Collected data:
-- begin --
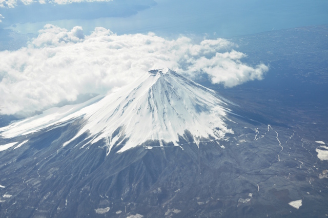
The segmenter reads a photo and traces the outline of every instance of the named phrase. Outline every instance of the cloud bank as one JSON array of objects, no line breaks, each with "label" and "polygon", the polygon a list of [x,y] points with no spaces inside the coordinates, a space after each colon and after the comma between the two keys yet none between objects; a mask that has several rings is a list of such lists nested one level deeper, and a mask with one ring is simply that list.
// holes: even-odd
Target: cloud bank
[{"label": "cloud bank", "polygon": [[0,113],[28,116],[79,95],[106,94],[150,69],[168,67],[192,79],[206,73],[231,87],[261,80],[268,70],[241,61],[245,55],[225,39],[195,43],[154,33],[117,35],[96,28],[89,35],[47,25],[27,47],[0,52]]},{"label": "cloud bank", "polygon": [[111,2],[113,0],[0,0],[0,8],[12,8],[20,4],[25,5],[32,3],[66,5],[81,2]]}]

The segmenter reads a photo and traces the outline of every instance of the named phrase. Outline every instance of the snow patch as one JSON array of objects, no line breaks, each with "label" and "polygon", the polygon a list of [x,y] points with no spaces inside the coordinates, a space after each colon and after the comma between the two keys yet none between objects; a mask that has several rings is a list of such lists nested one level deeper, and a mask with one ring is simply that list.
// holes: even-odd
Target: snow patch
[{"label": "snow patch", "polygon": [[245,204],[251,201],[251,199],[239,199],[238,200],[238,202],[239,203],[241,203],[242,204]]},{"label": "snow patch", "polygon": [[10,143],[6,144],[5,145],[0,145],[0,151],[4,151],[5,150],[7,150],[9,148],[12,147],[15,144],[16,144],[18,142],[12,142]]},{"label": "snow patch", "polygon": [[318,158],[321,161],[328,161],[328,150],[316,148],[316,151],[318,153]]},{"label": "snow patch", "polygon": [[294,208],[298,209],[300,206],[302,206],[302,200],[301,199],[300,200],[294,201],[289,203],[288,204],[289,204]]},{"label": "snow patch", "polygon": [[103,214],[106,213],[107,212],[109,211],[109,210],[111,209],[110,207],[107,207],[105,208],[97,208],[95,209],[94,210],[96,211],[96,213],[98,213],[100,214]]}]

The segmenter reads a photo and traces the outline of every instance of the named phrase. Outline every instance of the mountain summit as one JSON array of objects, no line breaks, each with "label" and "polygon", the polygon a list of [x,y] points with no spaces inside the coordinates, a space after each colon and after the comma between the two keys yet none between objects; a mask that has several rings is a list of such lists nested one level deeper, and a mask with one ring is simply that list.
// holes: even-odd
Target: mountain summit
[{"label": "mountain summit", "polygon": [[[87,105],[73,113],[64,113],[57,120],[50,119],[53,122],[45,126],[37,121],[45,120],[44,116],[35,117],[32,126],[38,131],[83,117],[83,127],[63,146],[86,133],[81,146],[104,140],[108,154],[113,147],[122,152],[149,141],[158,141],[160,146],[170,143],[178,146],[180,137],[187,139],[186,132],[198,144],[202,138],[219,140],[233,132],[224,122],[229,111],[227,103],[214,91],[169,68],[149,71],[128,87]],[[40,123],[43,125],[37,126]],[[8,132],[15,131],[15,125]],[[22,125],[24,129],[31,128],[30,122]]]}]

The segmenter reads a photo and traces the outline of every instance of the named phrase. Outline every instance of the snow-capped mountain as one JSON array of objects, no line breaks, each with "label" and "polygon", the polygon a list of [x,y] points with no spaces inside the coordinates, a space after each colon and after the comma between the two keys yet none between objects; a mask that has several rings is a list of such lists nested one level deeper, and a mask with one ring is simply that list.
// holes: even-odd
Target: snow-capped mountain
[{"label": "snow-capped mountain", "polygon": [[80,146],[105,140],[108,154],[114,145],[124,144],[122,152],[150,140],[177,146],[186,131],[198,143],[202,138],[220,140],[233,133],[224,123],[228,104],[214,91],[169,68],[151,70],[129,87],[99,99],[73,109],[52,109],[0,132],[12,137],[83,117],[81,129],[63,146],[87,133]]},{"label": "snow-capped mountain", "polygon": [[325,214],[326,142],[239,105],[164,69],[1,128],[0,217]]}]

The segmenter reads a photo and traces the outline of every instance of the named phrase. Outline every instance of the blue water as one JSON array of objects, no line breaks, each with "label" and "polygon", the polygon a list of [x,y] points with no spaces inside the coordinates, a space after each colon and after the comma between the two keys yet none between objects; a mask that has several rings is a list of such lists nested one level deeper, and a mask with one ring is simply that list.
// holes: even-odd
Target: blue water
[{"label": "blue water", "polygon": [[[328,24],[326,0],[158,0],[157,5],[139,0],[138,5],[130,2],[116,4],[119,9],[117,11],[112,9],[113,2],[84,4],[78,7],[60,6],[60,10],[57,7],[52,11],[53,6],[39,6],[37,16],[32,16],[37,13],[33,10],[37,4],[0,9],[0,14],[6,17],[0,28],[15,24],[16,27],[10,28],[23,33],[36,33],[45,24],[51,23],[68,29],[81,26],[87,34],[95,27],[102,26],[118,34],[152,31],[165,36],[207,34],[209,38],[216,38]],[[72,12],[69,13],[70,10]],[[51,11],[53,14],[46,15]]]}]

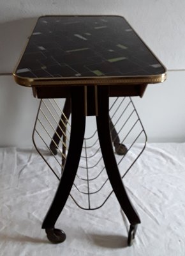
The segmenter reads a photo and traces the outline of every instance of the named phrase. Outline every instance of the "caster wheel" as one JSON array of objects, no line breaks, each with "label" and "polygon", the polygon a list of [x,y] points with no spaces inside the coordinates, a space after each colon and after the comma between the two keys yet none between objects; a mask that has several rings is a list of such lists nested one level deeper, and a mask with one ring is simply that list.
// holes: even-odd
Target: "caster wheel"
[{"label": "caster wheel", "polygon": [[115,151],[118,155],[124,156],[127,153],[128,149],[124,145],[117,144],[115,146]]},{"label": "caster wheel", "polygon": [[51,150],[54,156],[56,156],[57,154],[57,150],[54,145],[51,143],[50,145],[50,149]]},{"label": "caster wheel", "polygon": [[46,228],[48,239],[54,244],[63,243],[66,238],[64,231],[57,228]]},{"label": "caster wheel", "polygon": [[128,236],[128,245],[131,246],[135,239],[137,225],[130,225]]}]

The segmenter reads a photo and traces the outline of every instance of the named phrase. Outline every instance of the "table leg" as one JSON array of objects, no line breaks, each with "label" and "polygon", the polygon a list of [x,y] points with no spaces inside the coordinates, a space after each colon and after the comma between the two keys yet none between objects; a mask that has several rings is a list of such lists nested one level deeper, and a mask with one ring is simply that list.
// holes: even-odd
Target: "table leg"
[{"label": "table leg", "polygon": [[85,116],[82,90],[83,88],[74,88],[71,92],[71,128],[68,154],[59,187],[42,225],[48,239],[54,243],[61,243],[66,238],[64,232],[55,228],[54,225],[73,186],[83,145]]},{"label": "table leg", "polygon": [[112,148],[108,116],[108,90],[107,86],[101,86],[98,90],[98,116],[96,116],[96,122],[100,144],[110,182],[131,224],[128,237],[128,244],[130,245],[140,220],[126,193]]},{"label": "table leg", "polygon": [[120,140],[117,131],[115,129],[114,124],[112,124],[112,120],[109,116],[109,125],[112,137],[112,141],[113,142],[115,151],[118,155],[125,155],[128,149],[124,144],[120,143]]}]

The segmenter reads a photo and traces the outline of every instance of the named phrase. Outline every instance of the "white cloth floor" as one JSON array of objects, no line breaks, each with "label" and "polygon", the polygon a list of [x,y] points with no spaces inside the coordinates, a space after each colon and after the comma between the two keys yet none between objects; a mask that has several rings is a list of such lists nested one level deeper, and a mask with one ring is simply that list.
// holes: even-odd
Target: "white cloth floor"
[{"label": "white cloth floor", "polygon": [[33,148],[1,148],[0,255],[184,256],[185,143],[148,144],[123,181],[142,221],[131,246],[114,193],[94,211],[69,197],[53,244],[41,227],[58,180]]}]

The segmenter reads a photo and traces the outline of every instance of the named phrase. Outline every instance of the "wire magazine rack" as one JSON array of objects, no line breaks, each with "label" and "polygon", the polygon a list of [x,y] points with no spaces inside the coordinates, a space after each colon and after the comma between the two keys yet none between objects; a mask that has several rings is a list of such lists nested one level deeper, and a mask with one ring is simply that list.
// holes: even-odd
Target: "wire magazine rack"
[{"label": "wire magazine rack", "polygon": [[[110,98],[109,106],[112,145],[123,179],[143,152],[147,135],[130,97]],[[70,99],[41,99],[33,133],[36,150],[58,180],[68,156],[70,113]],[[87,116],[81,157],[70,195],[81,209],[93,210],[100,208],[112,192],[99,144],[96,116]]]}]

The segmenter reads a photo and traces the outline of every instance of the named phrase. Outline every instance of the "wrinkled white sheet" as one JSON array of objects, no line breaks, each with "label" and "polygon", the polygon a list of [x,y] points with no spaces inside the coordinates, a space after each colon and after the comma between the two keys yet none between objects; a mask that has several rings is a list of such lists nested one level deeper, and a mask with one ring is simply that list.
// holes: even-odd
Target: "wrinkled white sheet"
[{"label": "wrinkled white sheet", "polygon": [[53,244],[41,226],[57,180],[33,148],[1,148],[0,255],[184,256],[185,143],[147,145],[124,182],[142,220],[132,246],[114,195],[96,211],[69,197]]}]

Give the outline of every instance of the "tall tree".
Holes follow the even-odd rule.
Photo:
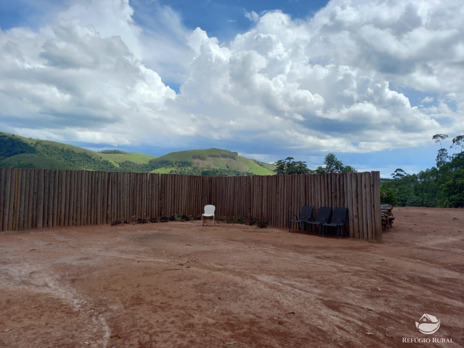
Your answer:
-- end --
Please write out only the part of the rows that opens with the line containing "of the mountain" and closes with the line containing "Target: mountain summit", swapping "mountain summit" for "rocky peak" and leaving everything else unchanged.

Task response:
The segmenter reads a photo and traces the outline of every instance of the named phrase. Outline every instance of the rocky peak as one JSON array of objects, no line breaks, each with "label" and "polygon", the polygon a list of [x,y] points with no spaces inside the coordinates, a space after each colon and after the comma between the two keys yet none between objects; a mask that has several rings is a list of such lists nested one level deeper, and a mask with one ring is simply that list.
// holes: even-odd
Target: rocky peak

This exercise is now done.